> [EXCERPTED PASSAGE]:
# 14 vintage cameras new homes needed



## silkyjnr (Jan 3, 2013)

Hi

I have been given 14 (more to come) vintage cameras from my dad (retired professional photographer) who has just downsized his house.

I am looking to sell them to a good home... 

they are as follows: 
1. Rolleicord III (close to mint, with original leather case)
2. Voigtlander Brilliant Bakelite (close to mint, with original leatehr case)
3. I think the next is a Lipca (LippischeKF) Rollop Automatic (camera is close to mint, leather case in bad condition)
4. Dallmeyer Press Camera Reflex F/3.5 5" lens (showing its age)
5. Dallmeyer Press Camera Reflex F/3.5 6" lens (showing its age)
6. Ensign Popular Reflex (showing its age)
7. I cant identify the make but it is circa 1900 with a Unicum Bausch & Lomb lens (showing its age)
8. Polaroid 104 land camera (close to mint)
9. Polaroid 320 land camera (close to mint)
10. Polaroid J66 land camera (close to mint)
11. Polaroid SX-70 (close to mint)
12. Polaroid Multishot 102 (passport camera)  (close to mint)
13. Kodak Duaflex II (close to mint)
14. Kodak Bantam Colorsnap (close to mint)

> [PROBLEM SET]:
(1) For the camera sale post, state whether each statement agrees with it, answering yes or no and quoting the deciding words: (a) The Rolleicord III comes with its original leather case. (b) The poster's father was a retired professional photographer. (c) The leather case of the Rollop Automatic is in good condition.
(2) Write what follows in the camera sale post, continuing right after the fourteenth camera in the list.

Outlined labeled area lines
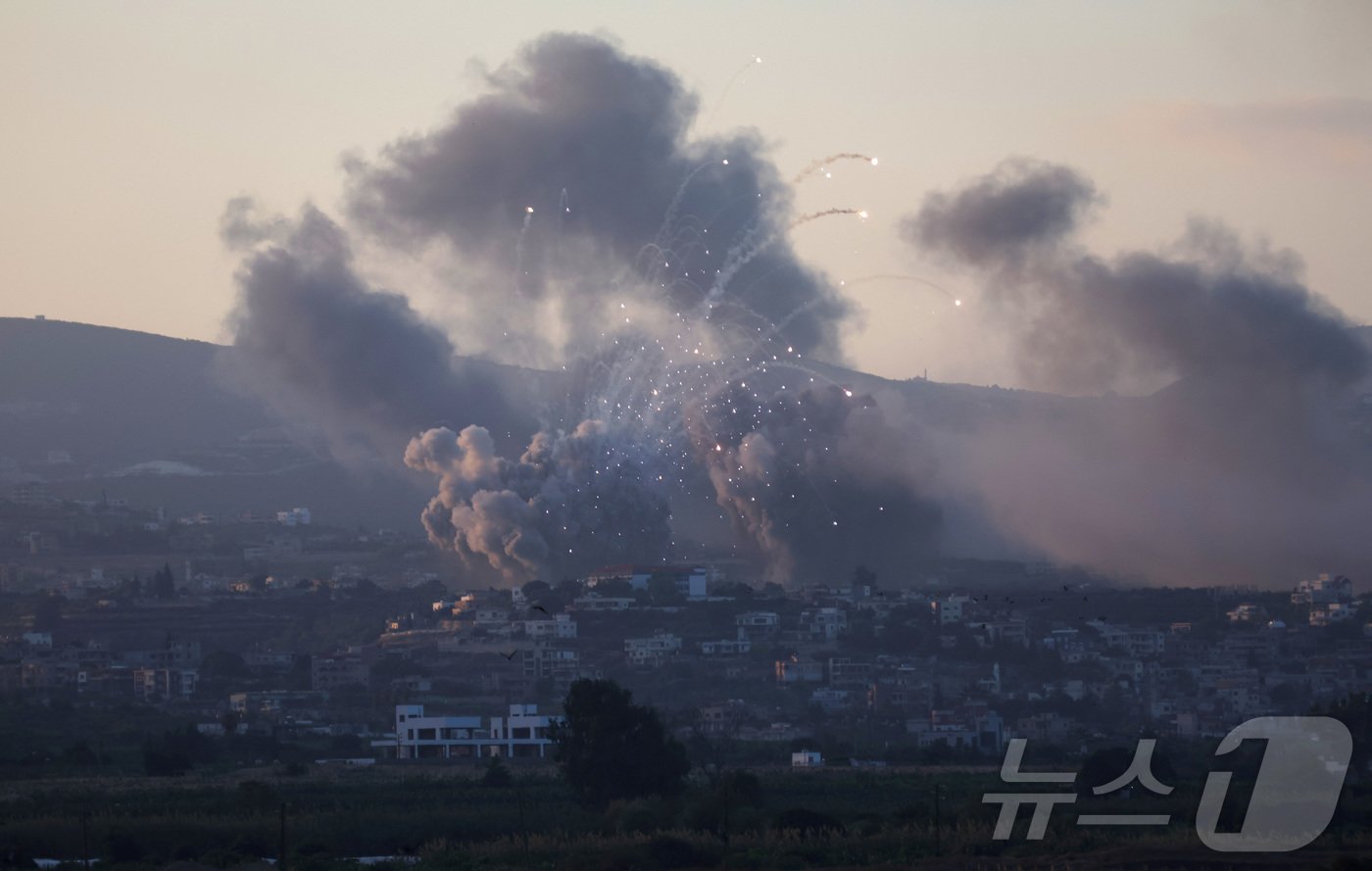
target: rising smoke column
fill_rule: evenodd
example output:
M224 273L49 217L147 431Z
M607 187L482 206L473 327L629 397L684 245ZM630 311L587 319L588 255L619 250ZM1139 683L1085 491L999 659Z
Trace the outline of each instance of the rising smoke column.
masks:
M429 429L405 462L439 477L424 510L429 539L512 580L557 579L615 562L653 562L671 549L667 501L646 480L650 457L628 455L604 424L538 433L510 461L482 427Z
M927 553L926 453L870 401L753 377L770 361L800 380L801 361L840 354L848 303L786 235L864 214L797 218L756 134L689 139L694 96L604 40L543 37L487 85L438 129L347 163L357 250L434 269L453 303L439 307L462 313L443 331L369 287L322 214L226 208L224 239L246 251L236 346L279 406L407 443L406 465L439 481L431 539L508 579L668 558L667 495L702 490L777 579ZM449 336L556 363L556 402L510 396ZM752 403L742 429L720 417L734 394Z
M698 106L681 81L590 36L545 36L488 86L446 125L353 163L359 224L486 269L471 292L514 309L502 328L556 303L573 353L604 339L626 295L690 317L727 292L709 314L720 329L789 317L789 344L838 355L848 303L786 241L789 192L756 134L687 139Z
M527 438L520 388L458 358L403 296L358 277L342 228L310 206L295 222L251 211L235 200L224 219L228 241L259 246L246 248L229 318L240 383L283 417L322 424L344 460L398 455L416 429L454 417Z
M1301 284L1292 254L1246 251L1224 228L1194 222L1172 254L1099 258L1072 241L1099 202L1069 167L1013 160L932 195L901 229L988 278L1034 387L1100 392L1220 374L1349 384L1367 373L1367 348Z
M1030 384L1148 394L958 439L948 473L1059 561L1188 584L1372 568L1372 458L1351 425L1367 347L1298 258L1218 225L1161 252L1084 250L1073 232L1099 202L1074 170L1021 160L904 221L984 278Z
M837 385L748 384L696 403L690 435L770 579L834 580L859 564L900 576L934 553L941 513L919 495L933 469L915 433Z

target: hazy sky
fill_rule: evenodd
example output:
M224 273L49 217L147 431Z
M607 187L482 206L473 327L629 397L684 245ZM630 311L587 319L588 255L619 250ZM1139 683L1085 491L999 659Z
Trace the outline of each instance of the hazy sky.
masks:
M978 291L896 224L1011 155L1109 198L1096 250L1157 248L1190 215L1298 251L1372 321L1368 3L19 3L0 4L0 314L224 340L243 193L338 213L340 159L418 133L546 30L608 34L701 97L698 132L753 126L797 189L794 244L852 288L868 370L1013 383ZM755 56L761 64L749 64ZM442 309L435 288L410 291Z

---

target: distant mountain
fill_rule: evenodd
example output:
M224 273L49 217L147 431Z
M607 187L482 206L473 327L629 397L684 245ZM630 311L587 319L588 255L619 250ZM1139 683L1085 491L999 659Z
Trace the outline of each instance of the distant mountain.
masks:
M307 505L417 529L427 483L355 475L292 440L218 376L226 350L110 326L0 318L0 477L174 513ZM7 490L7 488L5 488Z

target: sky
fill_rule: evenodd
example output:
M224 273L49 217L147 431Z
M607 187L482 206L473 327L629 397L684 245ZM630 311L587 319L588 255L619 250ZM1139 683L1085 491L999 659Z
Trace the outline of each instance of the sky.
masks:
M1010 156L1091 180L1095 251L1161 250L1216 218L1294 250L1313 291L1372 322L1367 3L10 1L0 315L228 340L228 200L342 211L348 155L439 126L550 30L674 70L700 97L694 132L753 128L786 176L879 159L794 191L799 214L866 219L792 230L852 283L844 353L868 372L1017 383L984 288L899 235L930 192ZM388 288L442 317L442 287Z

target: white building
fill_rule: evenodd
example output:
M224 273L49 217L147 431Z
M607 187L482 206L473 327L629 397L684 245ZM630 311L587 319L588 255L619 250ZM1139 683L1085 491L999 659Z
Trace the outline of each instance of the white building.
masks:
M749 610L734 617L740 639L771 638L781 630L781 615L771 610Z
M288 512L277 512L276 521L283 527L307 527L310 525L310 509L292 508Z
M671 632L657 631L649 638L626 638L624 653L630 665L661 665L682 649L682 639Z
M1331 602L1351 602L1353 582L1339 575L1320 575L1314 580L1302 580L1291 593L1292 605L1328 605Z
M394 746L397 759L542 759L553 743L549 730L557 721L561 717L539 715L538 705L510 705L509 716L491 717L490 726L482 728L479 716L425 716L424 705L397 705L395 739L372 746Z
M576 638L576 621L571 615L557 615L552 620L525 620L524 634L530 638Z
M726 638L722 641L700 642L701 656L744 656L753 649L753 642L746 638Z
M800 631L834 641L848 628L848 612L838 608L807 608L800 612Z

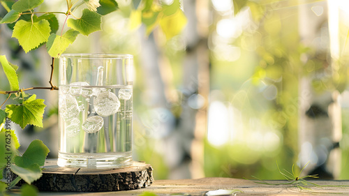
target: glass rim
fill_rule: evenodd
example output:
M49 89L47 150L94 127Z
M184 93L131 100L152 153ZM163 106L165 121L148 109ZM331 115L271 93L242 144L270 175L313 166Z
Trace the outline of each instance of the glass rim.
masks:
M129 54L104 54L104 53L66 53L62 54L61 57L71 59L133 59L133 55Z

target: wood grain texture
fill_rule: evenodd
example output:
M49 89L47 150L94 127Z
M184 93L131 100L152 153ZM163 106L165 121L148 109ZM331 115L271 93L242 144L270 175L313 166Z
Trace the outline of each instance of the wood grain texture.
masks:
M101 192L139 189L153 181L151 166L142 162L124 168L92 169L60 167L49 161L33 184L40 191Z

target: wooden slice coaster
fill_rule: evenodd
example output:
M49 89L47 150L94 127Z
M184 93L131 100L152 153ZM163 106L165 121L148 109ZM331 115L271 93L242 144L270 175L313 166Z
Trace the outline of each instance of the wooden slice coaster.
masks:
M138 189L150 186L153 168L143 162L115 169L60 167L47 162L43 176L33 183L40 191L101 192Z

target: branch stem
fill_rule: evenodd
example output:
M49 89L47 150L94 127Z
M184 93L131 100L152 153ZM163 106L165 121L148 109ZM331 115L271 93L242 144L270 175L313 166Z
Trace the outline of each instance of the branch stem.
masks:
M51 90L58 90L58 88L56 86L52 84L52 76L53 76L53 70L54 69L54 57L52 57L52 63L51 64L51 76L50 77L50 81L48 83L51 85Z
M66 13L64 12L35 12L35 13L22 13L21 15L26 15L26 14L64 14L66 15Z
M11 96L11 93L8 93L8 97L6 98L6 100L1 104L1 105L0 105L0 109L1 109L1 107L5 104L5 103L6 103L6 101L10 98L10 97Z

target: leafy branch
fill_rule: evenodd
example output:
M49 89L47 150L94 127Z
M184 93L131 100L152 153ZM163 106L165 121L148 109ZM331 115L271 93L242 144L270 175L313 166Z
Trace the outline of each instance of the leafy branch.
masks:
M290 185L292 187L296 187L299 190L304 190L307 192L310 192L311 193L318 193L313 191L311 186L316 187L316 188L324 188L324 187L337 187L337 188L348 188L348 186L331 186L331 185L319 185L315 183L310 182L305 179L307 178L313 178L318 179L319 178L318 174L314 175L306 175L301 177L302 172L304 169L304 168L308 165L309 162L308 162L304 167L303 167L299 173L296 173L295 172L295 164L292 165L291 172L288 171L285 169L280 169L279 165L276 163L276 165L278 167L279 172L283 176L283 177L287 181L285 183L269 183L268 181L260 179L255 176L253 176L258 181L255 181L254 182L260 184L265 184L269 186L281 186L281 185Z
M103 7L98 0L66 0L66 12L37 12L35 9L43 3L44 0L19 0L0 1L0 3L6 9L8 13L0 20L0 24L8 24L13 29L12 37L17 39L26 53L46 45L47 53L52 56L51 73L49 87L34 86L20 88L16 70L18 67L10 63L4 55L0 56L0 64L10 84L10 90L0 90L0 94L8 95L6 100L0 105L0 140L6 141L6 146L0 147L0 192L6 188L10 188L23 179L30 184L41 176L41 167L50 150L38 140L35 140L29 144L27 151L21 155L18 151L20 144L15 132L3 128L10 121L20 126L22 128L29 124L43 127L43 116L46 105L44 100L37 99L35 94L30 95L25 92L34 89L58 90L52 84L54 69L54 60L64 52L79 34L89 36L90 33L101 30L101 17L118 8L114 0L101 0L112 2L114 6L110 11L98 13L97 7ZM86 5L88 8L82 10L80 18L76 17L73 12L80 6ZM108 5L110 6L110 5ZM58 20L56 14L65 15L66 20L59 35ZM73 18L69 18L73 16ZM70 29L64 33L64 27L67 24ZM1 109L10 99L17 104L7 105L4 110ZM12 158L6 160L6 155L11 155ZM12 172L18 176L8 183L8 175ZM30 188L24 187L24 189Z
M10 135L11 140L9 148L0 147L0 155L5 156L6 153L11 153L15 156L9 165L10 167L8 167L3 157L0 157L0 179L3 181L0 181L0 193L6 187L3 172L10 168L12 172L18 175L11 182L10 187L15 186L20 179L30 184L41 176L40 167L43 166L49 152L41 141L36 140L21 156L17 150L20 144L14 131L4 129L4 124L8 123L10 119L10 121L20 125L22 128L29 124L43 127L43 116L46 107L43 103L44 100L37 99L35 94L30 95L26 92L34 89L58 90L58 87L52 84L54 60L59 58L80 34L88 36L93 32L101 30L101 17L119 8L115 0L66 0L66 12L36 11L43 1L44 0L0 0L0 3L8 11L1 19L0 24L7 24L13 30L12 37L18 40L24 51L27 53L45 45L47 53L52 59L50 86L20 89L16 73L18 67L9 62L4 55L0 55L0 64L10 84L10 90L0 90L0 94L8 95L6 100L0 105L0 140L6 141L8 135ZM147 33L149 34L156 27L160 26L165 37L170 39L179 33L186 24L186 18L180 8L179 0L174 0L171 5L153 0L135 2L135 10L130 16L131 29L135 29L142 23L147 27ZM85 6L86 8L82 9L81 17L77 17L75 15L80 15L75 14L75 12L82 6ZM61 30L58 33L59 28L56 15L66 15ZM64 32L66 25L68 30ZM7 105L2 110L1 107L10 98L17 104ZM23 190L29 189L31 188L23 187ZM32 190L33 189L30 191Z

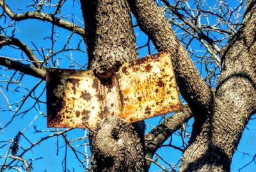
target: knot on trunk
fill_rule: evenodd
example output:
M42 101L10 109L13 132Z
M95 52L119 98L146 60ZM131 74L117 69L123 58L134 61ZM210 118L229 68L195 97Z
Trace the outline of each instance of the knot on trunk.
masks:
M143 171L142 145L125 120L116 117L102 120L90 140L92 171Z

--

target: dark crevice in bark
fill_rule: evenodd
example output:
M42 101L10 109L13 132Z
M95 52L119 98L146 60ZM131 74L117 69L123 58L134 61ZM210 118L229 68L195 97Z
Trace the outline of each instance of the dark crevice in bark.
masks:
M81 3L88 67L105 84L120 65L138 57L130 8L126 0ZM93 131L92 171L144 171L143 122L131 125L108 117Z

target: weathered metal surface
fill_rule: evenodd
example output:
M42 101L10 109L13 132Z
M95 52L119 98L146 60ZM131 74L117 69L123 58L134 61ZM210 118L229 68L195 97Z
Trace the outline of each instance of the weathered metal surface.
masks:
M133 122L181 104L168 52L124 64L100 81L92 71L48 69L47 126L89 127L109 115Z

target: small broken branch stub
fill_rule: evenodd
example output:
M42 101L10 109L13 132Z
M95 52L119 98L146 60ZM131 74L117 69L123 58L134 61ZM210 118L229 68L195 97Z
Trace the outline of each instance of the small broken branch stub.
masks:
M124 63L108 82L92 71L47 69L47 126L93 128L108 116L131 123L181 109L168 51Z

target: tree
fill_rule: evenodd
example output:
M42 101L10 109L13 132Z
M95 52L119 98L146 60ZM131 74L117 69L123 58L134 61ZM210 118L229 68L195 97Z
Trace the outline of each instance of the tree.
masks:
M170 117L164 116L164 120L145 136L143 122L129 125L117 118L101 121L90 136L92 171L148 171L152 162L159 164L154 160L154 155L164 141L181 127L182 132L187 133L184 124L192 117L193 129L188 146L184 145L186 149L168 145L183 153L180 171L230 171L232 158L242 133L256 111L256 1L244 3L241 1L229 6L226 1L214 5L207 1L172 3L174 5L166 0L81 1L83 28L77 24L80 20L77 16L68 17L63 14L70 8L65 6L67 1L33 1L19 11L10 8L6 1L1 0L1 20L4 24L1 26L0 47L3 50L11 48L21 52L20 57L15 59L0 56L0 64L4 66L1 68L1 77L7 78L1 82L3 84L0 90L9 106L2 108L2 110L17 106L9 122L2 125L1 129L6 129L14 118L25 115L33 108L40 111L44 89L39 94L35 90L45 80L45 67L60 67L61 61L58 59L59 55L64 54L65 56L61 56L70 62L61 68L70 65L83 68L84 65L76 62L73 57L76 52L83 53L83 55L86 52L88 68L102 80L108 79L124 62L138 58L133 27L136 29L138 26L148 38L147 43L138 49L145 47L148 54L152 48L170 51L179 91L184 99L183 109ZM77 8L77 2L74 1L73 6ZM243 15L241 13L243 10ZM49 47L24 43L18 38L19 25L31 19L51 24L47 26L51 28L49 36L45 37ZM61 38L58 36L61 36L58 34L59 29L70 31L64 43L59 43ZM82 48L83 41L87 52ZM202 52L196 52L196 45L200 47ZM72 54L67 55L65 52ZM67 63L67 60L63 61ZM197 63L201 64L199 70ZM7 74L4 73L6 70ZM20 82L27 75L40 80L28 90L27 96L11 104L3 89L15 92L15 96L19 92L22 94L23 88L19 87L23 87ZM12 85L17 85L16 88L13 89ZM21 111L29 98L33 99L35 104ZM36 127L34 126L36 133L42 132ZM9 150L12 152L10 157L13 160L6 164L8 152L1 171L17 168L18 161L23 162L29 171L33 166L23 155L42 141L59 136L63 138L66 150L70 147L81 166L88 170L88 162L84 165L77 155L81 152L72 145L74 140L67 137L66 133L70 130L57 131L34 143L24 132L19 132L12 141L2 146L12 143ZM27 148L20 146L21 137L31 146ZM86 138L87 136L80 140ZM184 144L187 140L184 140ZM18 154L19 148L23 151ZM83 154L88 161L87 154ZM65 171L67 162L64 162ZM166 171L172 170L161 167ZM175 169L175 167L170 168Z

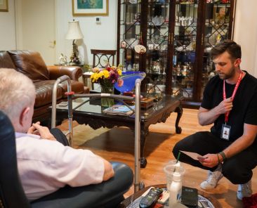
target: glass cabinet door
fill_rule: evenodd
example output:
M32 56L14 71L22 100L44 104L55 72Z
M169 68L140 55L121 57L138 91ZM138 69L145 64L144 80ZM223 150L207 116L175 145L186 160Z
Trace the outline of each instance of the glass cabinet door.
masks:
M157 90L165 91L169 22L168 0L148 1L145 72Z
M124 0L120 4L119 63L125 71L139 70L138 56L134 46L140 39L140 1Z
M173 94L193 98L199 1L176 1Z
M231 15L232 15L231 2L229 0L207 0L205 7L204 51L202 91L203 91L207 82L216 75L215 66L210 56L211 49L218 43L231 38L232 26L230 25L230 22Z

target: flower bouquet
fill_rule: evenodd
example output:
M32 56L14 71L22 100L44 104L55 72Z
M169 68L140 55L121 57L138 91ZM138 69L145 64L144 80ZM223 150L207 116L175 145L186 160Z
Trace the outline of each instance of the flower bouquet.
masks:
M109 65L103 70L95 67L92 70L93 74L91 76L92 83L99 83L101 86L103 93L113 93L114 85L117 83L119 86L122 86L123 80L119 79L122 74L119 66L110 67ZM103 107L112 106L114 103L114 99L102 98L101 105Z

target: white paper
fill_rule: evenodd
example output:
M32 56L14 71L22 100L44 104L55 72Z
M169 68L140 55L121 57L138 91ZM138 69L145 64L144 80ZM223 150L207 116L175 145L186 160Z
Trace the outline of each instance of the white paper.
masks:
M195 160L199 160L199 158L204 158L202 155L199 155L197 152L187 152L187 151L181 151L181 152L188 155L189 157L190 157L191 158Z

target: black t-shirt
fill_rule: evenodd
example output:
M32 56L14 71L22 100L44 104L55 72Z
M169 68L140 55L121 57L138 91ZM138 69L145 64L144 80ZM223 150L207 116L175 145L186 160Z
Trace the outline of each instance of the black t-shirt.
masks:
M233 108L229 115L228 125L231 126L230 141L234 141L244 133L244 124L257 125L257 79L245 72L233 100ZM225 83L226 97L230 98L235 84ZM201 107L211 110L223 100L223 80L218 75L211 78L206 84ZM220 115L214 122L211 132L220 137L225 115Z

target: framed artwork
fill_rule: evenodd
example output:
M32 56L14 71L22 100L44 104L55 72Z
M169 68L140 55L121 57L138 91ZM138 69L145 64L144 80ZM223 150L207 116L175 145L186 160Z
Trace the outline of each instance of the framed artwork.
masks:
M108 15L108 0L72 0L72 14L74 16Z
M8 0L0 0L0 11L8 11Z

> [THE ANSWERS]:
(1)
(a) Yes: "close to mint, with original leather case"
(b) Yes: "retired professional photographer"
(c) No: "leather case in bad condition"

(2)
2 wooden tripods and a tripod from the 60s

If anyone is interested or could help me I would really appreciate it (I can post images if it helps)

Thanks

Richard


----------



## pixmedic (Jan 3, 2013)

lot of polaroid's there. did you dad do a lot of vintage *cough* boudoir *cough* shoots?


----------



## silkyjnr (Jan 3, 2013)

lol... who knows he was a player in his day


----------



## silkyjnr (Jan 3, 2013)

I also have a load of photography magazines from the 60s through to the 90s, if anyone is interested


----------



## terri (Jan 3, 2013)

silkyjnr said:


> I also have a load of photography magazines from the 60s through to the 90s, if anyone is interested


Hi Silkyjnr, and welcome to TPF.      We have a guideline against cross-posting, and I see that you have posted the identical thread in the Buy & Sell forum - which is the better place.      I am closing this thread, and if anyone wants to chat more about what you have available, please see the same thread in Buy & Sell.

thanks!   Good luck with the sale.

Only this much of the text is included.